Stated problem
Copy out each line below that contains the string "window". Matching is case-sensitive.
[START OF The input]
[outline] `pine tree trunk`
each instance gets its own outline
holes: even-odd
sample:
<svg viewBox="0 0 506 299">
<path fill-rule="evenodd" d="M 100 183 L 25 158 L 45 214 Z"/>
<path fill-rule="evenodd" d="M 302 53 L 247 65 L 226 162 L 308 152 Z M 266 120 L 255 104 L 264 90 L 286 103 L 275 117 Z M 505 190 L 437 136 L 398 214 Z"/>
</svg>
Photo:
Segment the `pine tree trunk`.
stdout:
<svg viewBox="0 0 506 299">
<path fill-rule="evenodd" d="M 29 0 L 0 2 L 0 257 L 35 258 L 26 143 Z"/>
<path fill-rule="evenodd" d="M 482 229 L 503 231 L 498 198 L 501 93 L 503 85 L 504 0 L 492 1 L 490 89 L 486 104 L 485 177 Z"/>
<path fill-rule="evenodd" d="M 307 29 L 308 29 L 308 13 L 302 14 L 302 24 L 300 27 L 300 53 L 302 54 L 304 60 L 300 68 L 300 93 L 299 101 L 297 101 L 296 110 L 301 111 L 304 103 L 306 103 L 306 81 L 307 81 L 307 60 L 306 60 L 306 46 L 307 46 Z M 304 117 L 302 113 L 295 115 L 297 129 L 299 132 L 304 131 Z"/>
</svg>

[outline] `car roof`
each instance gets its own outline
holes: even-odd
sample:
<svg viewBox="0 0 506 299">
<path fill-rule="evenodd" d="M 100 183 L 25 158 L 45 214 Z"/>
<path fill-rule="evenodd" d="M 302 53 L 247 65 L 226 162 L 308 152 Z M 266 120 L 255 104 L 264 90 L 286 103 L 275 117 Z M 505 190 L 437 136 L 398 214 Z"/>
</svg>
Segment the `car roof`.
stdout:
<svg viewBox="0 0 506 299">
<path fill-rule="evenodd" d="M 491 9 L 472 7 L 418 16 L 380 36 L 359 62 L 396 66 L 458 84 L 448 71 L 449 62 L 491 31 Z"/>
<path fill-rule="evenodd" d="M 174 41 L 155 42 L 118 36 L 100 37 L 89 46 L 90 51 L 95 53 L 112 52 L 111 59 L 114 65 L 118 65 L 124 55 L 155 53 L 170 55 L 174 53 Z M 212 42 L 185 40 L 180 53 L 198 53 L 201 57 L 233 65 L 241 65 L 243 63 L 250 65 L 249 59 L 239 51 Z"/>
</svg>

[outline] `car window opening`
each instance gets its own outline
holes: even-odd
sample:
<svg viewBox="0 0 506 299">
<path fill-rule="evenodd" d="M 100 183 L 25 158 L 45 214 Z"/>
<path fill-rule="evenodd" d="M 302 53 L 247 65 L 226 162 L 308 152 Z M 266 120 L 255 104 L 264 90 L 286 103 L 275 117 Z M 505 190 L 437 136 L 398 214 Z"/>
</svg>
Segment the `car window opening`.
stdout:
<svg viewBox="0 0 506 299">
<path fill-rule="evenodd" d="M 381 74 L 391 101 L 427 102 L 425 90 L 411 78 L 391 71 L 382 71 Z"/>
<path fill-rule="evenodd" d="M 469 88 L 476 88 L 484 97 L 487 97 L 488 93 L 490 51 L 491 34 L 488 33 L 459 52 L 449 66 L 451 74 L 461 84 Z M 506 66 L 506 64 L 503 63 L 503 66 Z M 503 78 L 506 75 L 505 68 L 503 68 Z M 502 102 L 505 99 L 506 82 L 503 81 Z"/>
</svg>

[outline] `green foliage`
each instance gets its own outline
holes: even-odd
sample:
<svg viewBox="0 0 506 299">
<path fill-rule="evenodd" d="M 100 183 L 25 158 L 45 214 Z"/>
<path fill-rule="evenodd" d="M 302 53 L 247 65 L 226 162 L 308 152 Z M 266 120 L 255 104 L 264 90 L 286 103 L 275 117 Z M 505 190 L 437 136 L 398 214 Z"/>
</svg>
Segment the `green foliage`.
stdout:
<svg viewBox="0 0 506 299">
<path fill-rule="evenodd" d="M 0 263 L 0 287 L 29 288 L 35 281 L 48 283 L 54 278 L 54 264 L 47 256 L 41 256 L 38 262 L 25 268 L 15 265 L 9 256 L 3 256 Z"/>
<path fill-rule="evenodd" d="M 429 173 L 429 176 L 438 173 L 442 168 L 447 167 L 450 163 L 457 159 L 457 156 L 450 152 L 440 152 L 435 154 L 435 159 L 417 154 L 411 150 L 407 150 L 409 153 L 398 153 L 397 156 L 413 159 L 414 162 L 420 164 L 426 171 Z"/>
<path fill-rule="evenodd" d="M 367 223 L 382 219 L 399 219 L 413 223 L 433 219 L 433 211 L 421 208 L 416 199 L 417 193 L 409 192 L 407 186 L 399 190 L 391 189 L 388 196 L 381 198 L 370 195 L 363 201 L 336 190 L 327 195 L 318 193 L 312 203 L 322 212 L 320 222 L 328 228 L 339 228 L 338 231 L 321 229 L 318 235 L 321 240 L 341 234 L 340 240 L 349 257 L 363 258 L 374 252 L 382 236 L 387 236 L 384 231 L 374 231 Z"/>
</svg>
[END OF The input]
Exercise response
[outline] `car window opening`
Segment the `car window opening`.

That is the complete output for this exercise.